Directions for this task
Reproduce everything in the material below from the line containing "above for ornate" down to the line containing "[633,675,666,691]", swapping "agronomist" for "farm manager" and leaving all else unchanged.

Data section
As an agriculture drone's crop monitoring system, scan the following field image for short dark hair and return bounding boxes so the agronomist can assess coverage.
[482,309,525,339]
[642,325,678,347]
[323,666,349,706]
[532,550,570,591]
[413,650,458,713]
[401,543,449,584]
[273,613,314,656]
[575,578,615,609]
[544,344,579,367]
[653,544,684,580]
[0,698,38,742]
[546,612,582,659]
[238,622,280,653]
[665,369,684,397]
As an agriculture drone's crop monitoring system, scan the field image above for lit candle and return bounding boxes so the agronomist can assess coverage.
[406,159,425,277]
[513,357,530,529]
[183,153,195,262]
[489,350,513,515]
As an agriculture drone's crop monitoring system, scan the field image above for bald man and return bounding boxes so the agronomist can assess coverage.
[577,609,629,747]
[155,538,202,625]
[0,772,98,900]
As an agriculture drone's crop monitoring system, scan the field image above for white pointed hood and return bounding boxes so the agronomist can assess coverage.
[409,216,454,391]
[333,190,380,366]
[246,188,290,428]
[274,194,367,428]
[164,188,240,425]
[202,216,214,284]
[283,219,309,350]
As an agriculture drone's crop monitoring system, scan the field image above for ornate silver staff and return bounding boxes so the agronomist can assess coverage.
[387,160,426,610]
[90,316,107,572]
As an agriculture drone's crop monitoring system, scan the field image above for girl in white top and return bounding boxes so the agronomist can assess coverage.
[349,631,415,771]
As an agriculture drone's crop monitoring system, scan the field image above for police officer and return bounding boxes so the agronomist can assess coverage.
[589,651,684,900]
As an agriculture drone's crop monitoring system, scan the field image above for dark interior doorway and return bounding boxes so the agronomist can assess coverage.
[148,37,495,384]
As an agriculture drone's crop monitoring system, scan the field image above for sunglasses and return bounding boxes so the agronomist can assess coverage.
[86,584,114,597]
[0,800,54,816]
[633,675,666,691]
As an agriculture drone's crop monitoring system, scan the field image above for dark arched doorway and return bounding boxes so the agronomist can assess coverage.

Problem solution
As an agriculture drone's crop monitoring system, scan the field image above for ornate silver staff and return bounding boxes so the farm manager can assess coverage.
[387,160,426,610]
[90,316,107,572]
As an agriculture drone's crop monitoring system, scan the field image above for girl in white top and return bounding boxes so the farm manager can assess coverage.
[349,631,415,771]
As an agriculture drone's crop monitoring system, scan the field image above for police officer and return bounding boxes so the farm manager can assess coverage.
[589,651,684,900]
As an agriculture drone's crop monitoring system, scan the field image above for dark interior doorway and return bounding boxes so the farm manager can assess coverage.
[148,37,495,384]
As an agriculture drone's crop monitoring system, scan the field image above for sunglasses and return bounding boxes so the farm manager can assess coverage.
[86,584,114,597]
[0,800,54,816]
[633,675,666,691]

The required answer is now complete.